# GIVEN DATA:
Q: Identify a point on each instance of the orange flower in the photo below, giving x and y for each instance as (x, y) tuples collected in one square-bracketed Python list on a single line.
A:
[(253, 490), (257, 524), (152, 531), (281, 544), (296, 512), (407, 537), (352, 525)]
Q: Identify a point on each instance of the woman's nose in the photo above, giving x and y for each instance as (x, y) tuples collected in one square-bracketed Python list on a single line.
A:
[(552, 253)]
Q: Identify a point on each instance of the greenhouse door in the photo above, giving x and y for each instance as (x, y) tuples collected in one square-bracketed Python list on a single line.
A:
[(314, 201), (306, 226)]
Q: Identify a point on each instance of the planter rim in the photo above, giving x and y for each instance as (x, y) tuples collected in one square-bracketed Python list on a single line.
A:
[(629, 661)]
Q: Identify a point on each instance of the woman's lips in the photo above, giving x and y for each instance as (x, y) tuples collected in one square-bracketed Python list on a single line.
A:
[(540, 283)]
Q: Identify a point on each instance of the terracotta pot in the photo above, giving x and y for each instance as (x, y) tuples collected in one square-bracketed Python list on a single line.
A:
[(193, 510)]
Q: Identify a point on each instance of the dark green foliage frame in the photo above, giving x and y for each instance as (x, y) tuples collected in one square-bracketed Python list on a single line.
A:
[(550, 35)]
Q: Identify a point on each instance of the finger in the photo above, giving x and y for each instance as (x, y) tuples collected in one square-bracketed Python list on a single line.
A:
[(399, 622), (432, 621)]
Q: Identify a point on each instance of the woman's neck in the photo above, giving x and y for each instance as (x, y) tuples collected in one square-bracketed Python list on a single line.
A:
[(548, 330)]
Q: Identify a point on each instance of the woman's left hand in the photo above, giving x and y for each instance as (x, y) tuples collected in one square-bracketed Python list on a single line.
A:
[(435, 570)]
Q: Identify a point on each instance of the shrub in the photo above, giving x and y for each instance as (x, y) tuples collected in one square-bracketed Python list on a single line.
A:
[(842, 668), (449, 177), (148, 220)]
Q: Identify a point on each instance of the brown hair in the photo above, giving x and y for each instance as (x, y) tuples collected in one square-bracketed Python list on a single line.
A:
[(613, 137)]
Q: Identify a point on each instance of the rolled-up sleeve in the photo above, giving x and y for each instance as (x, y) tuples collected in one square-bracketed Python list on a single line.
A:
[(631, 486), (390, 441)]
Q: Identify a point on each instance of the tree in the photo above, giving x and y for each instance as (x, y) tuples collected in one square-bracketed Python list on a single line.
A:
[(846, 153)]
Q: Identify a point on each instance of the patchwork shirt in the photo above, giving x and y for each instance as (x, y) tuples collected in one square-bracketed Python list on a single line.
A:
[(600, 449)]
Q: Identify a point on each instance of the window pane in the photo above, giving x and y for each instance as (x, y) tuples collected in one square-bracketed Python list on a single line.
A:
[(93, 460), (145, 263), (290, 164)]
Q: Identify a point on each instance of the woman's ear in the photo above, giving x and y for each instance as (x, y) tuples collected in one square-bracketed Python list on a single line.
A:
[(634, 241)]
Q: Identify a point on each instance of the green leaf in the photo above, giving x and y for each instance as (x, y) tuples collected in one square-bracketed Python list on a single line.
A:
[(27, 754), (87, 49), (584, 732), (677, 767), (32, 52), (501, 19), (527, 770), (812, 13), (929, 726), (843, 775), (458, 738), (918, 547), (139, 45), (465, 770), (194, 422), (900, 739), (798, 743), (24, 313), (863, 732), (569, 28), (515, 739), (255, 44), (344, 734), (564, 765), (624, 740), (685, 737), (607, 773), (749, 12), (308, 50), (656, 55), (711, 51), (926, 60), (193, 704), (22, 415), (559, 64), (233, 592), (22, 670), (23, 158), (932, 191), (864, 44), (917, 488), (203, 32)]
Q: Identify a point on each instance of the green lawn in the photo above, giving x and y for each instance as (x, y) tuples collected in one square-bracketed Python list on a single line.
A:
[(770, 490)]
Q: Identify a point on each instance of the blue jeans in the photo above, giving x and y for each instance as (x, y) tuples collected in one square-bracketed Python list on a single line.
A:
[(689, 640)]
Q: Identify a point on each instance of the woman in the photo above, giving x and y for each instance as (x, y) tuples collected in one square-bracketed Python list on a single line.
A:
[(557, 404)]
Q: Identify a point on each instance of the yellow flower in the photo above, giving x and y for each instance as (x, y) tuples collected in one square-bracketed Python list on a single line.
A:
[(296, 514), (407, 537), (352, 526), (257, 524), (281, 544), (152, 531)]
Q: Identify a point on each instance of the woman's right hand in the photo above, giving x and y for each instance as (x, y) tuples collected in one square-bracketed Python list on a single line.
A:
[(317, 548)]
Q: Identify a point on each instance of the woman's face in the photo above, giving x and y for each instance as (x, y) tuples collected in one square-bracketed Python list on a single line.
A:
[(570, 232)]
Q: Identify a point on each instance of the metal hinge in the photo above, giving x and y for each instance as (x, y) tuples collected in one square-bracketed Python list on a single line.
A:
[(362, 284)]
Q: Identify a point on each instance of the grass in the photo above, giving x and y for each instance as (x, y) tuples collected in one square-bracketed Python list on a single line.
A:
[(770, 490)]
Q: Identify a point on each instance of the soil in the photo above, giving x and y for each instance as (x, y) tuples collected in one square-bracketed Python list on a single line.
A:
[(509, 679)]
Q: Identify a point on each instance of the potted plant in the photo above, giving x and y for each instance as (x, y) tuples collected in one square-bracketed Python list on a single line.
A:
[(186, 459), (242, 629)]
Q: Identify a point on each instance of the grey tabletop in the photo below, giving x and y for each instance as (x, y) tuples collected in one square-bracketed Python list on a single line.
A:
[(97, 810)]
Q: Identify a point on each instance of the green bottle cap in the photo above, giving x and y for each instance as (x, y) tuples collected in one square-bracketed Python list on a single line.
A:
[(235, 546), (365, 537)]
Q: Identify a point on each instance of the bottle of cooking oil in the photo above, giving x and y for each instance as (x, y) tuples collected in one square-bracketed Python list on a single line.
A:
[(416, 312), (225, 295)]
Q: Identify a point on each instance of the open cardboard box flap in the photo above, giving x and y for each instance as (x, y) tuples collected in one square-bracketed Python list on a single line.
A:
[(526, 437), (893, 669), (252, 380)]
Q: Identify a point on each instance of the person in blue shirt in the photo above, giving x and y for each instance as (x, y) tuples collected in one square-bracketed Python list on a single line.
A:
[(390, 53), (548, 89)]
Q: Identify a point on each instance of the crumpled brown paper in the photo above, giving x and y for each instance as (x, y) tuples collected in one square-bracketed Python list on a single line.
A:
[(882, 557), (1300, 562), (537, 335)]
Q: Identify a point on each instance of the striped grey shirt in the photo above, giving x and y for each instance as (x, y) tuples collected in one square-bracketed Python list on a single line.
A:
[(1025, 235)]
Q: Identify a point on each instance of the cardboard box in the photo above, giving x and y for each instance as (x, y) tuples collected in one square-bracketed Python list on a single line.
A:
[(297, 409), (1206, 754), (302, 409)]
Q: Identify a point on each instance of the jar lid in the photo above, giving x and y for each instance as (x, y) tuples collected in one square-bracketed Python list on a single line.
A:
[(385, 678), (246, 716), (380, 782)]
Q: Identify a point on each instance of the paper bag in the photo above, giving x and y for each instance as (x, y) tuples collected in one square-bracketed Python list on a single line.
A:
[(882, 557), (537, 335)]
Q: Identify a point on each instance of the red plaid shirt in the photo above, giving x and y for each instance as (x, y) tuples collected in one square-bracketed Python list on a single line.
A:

# TASK STATEMENT:
A precise copy of all the records is needed.

# OUTPUT:
Q: Identify a point on each instance of the orange flower in the photo below, giving x and y for each instance as (x, y) tuples collected in one square-bracketed Python list on a single line.
A:
[(253, 490), (257, 524), (152, 531), (281, 544), (296, 512), (407, 537), (352, 525)]
Q: Identify a point on each instance of the woman's nose in the photo above, giving x and y for each instance as (x, y) tuples collected in one square-bracketed Python list on a single line.
A:
[(552, 253)]
Q: Identify a point on each instance of the greenhouse door in the photo above, giving x and y for each instance as (x, y) tuples collected in one square-bracketed Python list on a single line.
A:
[(314, 201), (306, 226)]
Q: Identify a point on each instance of the planter rim in the photo above, giving x and y for each instance as (x, y) tuples collected in one square-bracketed Python list on a single line.
A:
[(629, 661)]
Q: Identify a point on each instance of the woman's lips in the photo above, giving x and y for each instance as (x, y) tuples collected in one square-bracketed Python list on a single line.
A:
[(540, 283)]
Q: Identify a point on each instance of the terracotta pot in the photo above, giving x and y for each instance as (x, y) tuples collected in one square-bracketed Python list on a single line.
A:
[(193, 510)]
Q: Identify a point on each instance of the dark green foliage frame in the photo above, giving x and y for each instance as (x, y) tuples collected in one square-bracketed Python list on a single line.
A:
[(550, 35)]
Q: Identify a point on each instance of the finger in the photo above, giving x and y for each instance as (x, y) tuples collected in one square-bracketed Python list on a single line.
A:
[(399, 622), (432, 621)]
Q: Identify a point on each instance of the woman's neck in the photo above, giving x and y for each instance as (x, y) tuples collected in one square-bracketed Python list on a single line.
A:
[(548, 330)]
Q: Identify a point on each instance of the woman's left hand in the photo above, giving x and y for each instance as (x, y) tuples collected in one square-bracketed Python list on a single line.
A:
[(435, 570)]
Q: Identify a point on each instance of the shrub in the photo above, giving x and y for each instance as (x, y) tuples collected in one square-bracketed Python list on a single line.
A:
[(842, 668), (449, 177), (148, 220)]
Q: Identify a point on each instance of the brown hair in the photo above, giving x and y for each instance as (x, y) tuples collected in one square-bracketed Python list on a single line.
A:
[(613, 137)]
Q: Identify a point on each instance of the rolled-up sleeve in the photo above, giving x and y for each instance as (x, y) tuples collected in one square-bracketed Python list on a single line.
A:
[(631, 486), (390, 441)]
Q: Identify a point on each instance of the tree in the photo above, giving x and y for each instance as (x, y) tuples collected in one square-bracketed Python list on a single line.
A:
[(846, 153)]
Q: Identify a point on each instance of the patchwork shirt in the photo above, giving x and y for each instance as (x, y) tuples collected in one square-bracketed Python list on a single line.
A:
[(600, 449)]
Q: Identify a point on each instance of the window pane in the photo above, giving x and y for each instance as (x, y) tuples collected in one square-bracketed Python list on a single line.
A:
[(93, 460), (145, 263), (290, 164)]
Q: Identify a point on each instance of the woman's ear in the photo above, giving x and y for each instance as (x, y) tuples collected in one square-bracketed Python list on a single line.
A:
[(634, 241)]
Q: Identify a point on each instance of the green leaf in the photo above, giving x and y for each instance as (x, y) tuples collected in one square-bracketed Python list on a single line.
A:
[(27, 754), (87, 49), (584, 732), (677, 767), (32, 52), (501, 19), (527, 770), (812, 13), (929, 726), (843, 775), (458, 738), (918, 547), (139, 45), (465, 770), (194, 422), (900, 739), (798, 743), (24, 313), (863, 732), (569, 28), (515, 739), (255, 44), (344, 734), (564, 765), (624, 740), (685, 737), (607, 773), (749, 12), (308, 50), (656, 55), (711, 51), (926, 60), (193, 704), (22, 415), (559, 64), (233, 592), (22, 670), (23, 158), (932, 191), (864, 44), (917, 488), (203, 32)]
Q: Identify a point on each instance of the green lawn in the photo above, giving x and y for each instance as (x, y) tuples collected in one square-bracketed Python list on a single line.
A:
[(770, 490)]
Q: Identify a point on each instance of the blue jeans in the photo above, giving x and y for each instance as (x, y) tuples collected in one square-bracketed Python list on a single line.
A:
[(689, 640)]
Q: Identify a point on each instance of the woman in the photo above, giving x and y for each instance as (x, y) tuples collected in one square-bracketed Python list on a single line.
A:
[(557, 404)]
Q: Identify a point on each instance of the yellow flower in the photo above, giving x and y for each instance as (x, y) tuples collected in one square-bracketed Python list on a single line.
A:
[(296, 514), (407, 537), (352, 526), (257, 524), (281, 544), (152, 531)]
Q: Identify a point on each instance of the woman's right hand in the photo above, giving x and y for each instance as (x, y) tuples collected in one square-bracketed Python list on a single line.
A:
[(317, 548)]
Q: Identify a point on each instance of the woman's face in the photo above, giving x and y for each instance as (x, y) tuples collected in one square-bracketed Python list on a single line.
A:
[(570, 232)]
Q: Identify a point on each instance of the metal hinge in the photo above, giving x and y for each instance as (x, y) tuples collected in one square-bracketed Python list on a single line.
A:
[(362, 284)]
Q: Identify a point on each instance of the grass in the photo above, giving x and y for each instance as (x, y) tuples collected in one square-bracketed Python list on a single line.
A:
[(770, 490)]
Q: Identify a point on each instance of the soil in the photo above, giving x and y for each instance as (x, y) tuples collected in one square-bracketed Python list on a single line.
A:
[(509, 679)]
Q: Identify a point on each instance of the potted plant in the photo above, giving x and y for each instance as (x, y) tuples collected in one square-bracketed Python list on a single line.
A:
[(186, 459), (242, 629)]
Q: Identify a point on each instance of the grey tabletop in the photo below, giving x and y for each instance as (x, y) tuples collected in one square-bracketed Python list on a single line.
A:
[(97, 810)]
Q: Identify a point on each instance of the green bottle cap in the photo above, giving x and y for each instance as (x, y) tuples collected in one square-bracketed Python list on a single line.
A:
[(235, 546), (365, 537)]
Q: Identify a point on each instance of the bottle of cooking oil in the photo above, giving x and y for each instance as (x, y) tuples collected in one square-bracketed Python list on a single line.
A:
[(416, 312), (225, 295)]
Q: Identify a point on each instance of the open cardboard box flap in the photo above, giving x and y for each instance as (x, y) tuples collected in one square-bracketed Python list on a single line.
A:
[(526, 437), (893, 669), (252, 380)]
Q: Identify a point on each instance of the person in blue shirt in the photo above, giving x and y for each instance as (x, y) tuples collected in one square-bracketed Python list on a single line.
A:
[(390, 53), (548, 89)]
Q: Identify a point on each instance of the crumpled brown paper in the photo above, giving x and y for each instance as (x, y) tuples collected in one square-bracketed Python list on a single line.
A:
[(882, 557), (1300, 562), (537, 335)]
Q: Identify a point on each instance of the striped grey shirt in the photo above, giving x and y for each instance as (x, y) tuples collected in one square-bracketed Python list on a single line.
A:
[(1025, 235)]
Q: Identify a point on each instance of the cardboard box in the photo above, giving x and y for each instance as (x, y) tuples collected in one square-bracketed Python list on a single line.
A:
[(297, 409), (1206, 754), (302, 409)]
Q: Identify a point on each instance of the jar lid in the photo above, giving x and y for each instance as (x, y) tuples collected in one square-bracketed Python list on a single line.
A:
[(385, 678), (246, 716), (380, 782)]
Q: Identify a point on each instance of the paper bag in the photo above, giving x and y for each instance as (x, y) tuples collected in one square-bracketed Python list on a single line.
A:
[(882, 557), (537, 335)]
Q: Identify a point on each instance of the red plaid shirt in the photo above, giving x and y for each instance as (x, y) tuples collected in one square-bracketed Python list on a single line.
A:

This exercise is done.